● **SOURCE DATA**:
────────────────────────────────────────

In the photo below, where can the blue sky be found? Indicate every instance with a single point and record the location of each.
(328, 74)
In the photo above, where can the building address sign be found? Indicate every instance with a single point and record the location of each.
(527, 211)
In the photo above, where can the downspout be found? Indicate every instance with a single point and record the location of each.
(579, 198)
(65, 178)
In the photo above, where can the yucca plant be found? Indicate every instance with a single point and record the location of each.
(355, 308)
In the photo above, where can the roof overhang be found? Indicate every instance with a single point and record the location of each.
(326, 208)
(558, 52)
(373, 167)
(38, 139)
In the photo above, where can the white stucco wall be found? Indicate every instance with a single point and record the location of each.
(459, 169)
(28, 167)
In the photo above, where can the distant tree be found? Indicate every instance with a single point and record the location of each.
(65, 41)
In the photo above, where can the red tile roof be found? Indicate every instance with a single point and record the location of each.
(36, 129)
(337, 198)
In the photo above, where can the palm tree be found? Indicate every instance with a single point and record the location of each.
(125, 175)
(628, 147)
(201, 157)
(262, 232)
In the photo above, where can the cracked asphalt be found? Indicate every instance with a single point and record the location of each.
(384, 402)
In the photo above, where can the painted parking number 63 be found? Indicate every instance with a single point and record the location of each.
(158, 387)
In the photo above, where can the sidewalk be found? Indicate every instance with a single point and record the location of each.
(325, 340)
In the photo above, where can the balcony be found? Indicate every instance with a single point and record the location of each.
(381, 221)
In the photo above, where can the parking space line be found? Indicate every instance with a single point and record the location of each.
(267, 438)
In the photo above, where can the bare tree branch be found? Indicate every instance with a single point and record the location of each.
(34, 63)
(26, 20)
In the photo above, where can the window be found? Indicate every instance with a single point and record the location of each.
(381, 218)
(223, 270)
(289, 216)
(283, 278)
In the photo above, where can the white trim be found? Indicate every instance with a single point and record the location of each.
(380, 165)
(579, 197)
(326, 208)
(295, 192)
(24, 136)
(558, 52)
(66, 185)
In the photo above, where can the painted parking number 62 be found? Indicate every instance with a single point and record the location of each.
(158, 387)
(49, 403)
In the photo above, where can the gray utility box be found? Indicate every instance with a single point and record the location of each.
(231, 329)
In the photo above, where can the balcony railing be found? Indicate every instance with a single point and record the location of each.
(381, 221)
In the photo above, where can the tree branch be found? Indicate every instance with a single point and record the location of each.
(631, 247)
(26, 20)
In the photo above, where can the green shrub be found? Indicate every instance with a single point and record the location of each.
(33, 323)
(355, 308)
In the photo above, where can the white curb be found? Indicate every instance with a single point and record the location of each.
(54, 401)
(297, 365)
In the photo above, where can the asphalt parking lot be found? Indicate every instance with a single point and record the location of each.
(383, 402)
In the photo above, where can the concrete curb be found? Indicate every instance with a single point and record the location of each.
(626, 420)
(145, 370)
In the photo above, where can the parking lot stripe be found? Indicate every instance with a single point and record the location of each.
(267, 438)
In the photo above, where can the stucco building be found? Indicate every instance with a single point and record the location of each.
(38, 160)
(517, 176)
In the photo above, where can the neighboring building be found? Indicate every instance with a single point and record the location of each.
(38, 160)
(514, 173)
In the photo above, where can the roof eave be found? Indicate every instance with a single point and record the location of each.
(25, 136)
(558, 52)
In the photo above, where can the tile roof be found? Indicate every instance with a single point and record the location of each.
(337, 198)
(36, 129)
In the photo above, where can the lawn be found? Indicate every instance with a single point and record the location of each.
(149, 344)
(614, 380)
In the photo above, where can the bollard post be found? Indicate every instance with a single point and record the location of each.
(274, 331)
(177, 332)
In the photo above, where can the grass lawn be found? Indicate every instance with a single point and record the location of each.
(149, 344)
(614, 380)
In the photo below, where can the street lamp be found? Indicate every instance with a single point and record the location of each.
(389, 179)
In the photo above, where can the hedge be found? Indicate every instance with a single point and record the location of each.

────────────────────────────────────────

● **WHAT THE EXERCISE ASKS**: When you transcribe the records above, keep every line exactly the same.

● **SOLUTION BELOW**:
In the photo below, where can the blue sky be found? Indicate every instance with a single point and record the location of each.
(328, 74)
In the photo above, where can the building address sign be found? Indicate every instance with a single point and record the location of each.
(527, 211)
In the photo above, where can the downspout be found? Indicate every instance with a single point and record the location of each.
(579, 198)
(65, 178)
In the photo above, where can the yucca plant be found? Indicate every instance with a single point and record the location of each.
(355, 308)
In the photo above, where can the roof overhang be found? Indicate every instance with a single point and record the location of each.
(326, 208)
(558, 52)
(373, 167)
(38, 139)
In the photo above, where can the white stucco wall be found? Indicate every instance with a single point and record the location of each.
(459, 169)
(28, 167)
In the photo above, where can the distant tree be found? Indicate every instance with a single point and record the location of each.
(65, 41)
In the photo above, where can the red tile roof be found? Indicate every instance with a single point and record the location of each.
(36, 129)
(337, 198)
In the photo above, where can the palm tree be found? Indicate every instance with a single point and record the location of each.
(125, 175)
(628, 147)
(201, 157)
(262, 232)
In the photo above, where can the cracked asphalt be found? Indicate every instance with a single point and record the location of each.
(384, 402)
In the photo above, where can the painted parking number 63 be found? Indicate every instance with a single point and record the location of each.
(158, 387)
In the photo above, where can the sidewalk be found? Indicate every instance with a single point and record the location of each.
(325, 340)
In the photo above, where can the balcony be found? Indicate every instance with a single point and record the location of each.
(381, 221)
In the photo above, where can the parking space line be found? Indicate every instance with a single point and record the location of each.
(267, 438)
In the photo above, where can the bare tree branch be found? Indicate every instance with a single point and record the location of each.
(34, 63)
(26, 20)
In the photo above, where can the window be found? Indicate every instance with a single point and record the location of each.
(381, 218)
(223, 270)
(289, 216)
(283, 278)
In the photo above, where can the white trim be found? Indicate every instance with a single point and record the location of each.
(380, 165)
(579, 197)
(326, 208)
(295, 192)
(24, 136)
(558, 52)
(66, 185)
In the photo above, where can the painted parking number 62 be found? Indicate every instance with a single point and record the location of each.
(158, 387)
(49, 403)
In the photo above, where can the gray utility box be found? Indicate every instance with a single point and record the location of each.
(231, 329)
In the photo above, where can the balcony railing be found? Indicate every instance with a single point and record the location of each.
(381, 221)
In the photo above, where can the tree branch be found? Indicate every instance with a single point and record the location of each.
(631, 247)
(26, 20)
In the photo above, where can the green shrub be found? Indicate every instance with a single point and record the location of each.
(33, 323)
(355, 308)
In the photo above, where can the white curb be found? Indicate every instance with a single point and record the location of each.
(54, 401)
(297, 365)
In the photo above, where can the asphalt parking lot be found? Indicate every instance with a single point and record the location of each.
(383, 402)
In the photo above, where can the concrete curb be found? Indicate every instance with a single point and record the location of each.
(626, 420)
(145, 370)
In the photo above, where can the parking lot stripe be found? Indicate every instance with a single point and record the location of each.
(267, 438)
In the photo above, where can the stucco building be found? Indicate every instance with a single point and record the location of each.
(38, 160)
(517, 176)
In the photo above, where can the neighboring building be found? Indicate every instance with a single point and record the location of each.
(38, 160)
(514, 173)
In the photo above, where can the roof eave be found? Indicate every instance with a single point and record the location of each.
(25, 136)
(558, 52)
In the photo above, where can the tile roof be found? Indicate every instance with a single point and record the location of each.
(337, 198)
(36, 129)
In the photo above, where can the lawn be found? Indicate every instance with a single point and record the location of each.
(149, 344)
(614, 380)
In the photo above, where can the bollard post be found? Indicate every instance with a single point and record the location of each.
(274, 331)
(177, 332)
In the photo above, where can the grass lawn be found? Indicate every instance with a single point and record the location of each.
(149, 344)
(614, 380)
In the photo below, where can the street lamp be found? Indicate every instance with a single point and record the location of each.
(389, 179)
In the photo above, where can the hedge be found? Indicate every instance with a single point and record the location of each.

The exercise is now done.